[Entries from a pointing dataset]
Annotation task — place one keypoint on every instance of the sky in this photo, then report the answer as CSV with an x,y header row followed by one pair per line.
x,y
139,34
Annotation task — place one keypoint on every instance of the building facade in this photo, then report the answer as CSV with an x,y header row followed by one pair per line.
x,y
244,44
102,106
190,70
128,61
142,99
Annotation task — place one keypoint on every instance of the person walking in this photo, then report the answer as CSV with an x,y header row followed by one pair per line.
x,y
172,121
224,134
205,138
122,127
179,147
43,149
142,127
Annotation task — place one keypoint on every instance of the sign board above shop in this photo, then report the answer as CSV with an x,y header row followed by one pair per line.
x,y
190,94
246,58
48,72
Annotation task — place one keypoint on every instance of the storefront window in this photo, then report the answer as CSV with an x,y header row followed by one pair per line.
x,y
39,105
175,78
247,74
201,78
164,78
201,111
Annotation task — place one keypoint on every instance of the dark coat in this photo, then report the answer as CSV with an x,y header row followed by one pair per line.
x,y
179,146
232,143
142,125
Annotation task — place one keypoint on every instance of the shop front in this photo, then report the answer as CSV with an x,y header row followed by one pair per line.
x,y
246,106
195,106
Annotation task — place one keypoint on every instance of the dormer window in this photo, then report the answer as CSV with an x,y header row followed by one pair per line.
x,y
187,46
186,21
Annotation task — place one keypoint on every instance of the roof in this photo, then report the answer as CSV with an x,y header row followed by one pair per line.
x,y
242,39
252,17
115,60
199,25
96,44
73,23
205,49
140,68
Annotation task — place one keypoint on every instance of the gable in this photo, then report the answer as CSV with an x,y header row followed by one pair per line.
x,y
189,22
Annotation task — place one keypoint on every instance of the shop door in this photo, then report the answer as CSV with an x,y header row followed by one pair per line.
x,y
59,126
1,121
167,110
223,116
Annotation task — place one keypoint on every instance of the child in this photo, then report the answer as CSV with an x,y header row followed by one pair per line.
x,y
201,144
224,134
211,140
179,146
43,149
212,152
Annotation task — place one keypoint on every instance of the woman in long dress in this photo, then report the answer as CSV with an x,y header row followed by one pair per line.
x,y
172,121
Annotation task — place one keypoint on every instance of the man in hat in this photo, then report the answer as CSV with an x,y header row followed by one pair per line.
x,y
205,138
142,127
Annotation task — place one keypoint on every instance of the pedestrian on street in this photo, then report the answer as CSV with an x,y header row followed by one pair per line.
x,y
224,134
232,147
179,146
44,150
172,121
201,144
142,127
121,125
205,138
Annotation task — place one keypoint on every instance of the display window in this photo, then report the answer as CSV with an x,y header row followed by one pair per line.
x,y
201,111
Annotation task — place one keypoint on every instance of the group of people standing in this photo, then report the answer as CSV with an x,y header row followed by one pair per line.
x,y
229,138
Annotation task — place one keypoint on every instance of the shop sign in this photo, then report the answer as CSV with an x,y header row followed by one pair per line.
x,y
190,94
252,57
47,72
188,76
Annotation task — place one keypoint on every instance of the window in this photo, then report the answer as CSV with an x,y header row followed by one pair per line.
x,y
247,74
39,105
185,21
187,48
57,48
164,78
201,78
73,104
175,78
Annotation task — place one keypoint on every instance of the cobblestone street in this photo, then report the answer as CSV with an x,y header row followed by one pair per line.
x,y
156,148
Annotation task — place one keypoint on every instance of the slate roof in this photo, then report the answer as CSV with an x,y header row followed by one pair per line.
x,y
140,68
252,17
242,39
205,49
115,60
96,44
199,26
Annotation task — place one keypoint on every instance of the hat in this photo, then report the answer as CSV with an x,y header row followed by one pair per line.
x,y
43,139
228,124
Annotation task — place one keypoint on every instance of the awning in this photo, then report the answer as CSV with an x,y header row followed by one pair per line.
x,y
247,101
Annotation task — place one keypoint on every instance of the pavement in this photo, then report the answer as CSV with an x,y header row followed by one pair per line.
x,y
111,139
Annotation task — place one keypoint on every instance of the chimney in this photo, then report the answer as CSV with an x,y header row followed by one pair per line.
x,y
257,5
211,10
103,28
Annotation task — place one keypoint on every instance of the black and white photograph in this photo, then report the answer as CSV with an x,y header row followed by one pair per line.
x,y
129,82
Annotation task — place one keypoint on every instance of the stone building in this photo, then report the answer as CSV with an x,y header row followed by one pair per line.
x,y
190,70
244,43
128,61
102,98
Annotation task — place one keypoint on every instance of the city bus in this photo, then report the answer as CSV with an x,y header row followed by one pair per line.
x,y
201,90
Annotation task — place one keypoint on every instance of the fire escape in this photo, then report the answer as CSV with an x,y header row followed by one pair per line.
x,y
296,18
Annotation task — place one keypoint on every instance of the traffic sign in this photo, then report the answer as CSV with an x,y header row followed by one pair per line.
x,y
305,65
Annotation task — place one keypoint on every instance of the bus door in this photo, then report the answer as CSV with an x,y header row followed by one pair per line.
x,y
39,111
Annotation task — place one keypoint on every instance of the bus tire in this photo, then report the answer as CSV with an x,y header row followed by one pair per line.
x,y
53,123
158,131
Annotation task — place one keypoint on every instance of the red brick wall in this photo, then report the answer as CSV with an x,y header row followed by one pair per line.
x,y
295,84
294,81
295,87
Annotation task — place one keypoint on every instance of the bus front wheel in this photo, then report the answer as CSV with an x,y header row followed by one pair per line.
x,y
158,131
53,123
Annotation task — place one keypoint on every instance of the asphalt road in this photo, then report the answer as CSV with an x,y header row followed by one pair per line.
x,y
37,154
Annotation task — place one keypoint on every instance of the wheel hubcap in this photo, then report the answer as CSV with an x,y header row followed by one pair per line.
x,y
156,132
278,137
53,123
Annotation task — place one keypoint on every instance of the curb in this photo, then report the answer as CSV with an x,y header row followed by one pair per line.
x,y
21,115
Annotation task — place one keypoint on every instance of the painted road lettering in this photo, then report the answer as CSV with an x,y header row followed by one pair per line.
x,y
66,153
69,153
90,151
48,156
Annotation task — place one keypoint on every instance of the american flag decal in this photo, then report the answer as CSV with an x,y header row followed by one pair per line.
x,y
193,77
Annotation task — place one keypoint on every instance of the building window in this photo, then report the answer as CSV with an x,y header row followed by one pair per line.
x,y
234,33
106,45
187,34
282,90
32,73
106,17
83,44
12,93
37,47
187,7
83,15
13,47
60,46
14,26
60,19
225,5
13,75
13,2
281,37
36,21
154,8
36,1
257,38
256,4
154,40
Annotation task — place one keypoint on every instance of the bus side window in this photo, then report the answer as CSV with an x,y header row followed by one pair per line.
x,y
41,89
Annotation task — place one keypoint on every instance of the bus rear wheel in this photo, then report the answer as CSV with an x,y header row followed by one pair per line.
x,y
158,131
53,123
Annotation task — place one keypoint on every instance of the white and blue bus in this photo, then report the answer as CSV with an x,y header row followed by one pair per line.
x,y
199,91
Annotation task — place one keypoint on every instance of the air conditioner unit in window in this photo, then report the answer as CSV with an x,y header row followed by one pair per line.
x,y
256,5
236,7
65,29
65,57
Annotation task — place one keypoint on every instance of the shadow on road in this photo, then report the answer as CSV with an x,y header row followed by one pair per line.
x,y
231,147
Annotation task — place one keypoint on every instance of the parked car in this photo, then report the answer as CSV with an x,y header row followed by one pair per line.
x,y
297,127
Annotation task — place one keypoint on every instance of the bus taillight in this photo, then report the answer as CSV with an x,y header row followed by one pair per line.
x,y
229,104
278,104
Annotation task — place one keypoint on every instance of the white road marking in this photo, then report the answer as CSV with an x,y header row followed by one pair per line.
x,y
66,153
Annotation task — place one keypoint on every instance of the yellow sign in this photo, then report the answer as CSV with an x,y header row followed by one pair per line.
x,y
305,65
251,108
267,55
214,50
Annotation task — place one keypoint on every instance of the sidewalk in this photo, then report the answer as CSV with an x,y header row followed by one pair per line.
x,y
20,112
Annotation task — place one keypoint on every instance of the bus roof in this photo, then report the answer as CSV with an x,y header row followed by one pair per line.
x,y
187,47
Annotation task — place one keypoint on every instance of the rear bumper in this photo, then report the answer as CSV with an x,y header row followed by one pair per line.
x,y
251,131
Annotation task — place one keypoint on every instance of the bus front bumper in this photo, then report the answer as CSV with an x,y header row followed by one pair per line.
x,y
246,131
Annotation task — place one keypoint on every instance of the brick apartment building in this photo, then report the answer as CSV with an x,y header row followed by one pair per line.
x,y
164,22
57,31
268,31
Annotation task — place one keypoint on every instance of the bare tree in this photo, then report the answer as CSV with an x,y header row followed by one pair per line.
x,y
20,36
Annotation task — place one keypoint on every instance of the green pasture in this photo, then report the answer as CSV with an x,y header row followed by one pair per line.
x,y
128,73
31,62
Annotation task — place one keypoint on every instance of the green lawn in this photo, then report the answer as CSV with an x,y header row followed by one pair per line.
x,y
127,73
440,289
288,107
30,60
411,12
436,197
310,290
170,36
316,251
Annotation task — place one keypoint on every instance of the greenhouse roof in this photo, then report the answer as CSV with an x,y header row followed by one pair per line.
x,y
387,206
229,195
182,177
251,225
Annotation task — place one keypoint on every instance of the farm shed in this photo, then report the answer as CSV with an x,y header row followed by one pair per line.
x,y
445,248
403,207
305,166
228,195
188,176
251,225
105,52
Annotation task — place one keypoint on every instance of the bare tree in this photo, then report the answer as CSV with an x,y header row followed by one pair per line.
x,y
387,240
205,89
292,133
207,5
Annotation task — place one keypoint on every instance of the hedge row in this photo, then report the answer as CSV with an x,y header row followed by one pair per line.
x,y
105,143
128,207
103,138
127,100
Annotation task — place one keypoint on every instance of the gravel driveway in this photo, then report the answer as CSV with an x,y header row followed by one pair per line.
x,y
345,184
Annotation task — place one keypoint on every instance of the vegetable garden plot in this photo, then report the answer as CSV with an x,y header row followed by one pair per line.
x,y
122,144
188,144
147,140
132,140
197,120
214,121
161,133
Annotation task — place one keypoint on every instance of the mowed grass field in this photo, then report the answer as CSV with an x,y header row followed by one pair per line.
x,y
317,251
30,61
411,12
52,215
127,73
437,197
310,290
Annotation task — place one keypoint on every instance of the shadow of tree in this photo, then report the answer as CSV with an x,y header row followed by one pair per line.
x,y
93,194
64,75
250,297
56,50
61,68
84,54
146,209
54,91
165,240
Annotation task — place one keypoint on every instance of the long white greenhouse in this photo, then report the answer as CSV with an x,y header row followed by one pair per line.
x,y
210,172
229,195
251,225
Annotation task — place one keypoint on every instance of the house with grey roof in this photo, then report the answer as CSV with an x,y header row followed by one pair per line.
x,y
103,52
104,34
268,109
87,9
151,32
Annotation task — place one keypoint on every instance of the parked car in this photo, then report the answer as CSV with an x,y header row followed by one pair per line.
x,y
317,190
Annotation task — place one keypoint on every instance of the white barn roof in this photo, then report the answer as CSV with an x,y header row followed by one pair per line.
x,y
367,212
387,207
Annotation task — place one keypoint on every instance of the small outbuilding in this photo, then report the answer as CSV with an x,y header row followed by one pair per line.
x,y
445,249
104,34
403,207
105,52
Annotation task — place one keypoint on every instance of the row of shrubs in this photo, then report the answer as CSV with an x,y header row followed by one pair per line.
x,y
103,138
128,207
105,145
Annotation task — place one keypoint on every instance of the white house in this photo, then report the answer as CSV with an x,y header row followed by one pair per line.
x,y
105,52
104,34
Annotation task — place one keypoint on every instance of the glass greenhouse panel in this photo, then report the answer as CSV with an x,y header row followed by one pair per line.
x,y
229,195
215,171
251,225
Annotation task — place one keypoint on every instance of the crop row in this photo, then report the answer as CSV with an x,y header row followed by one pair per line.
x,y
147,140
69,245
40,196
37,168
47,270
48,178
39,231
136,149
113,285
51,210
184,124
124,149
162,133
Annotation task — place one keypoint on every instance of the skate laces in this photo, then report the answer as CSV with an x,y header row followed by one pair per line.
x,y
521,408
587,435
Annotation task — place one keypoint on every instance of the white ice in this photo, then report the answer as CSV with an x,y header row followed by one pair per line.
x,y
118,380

[EXERCISE]
Return the lines beginning at the one that contains "row of shrubs" and continuing through the last line of the data, exactly as they stand and without any others.

[RESULT FOR THIS EXERCISE]
Annotation task — place one keypoint on every instance of the row of shrubs in this photo, then report the answer as CSV with an x,y header row followed by one pair per line.
x,y
103,138
128,207
105,145
Annotation task — place one keypoint on every instance of the white house in this photo, then report the answer as CSV with an x,y header row followed by one pair per line.
x,y
105,52
104,34
Annotation task — place one keypoint on every instance of the glass greenhouse panel in this photo, then report the answer as CSV with an x,y header row followed by one pair per line.
x,y
229,195
215,171
251,225
Annotation task — place one keypoint on every instance of the crop row in this photo, then report the answer as CSV with an x,y header row followed by one pair per line.
x,y
147,140
69,245
40,196
37,168
47,270
48,178
39,231
136,149
113,285
51,210
184,124
124,149
162,133
Annotation task — place one keypoint on every instance of the skate laces in this photo, then report the answer as CSV with an x,y header row followed by one pair per line.
x,y
521,408
587,435
Annotation task — place one keypoint on every instance of the white ice in this photo, then report the answer as CSV with an x,y header row followed by one pair per line.
x,y
118,380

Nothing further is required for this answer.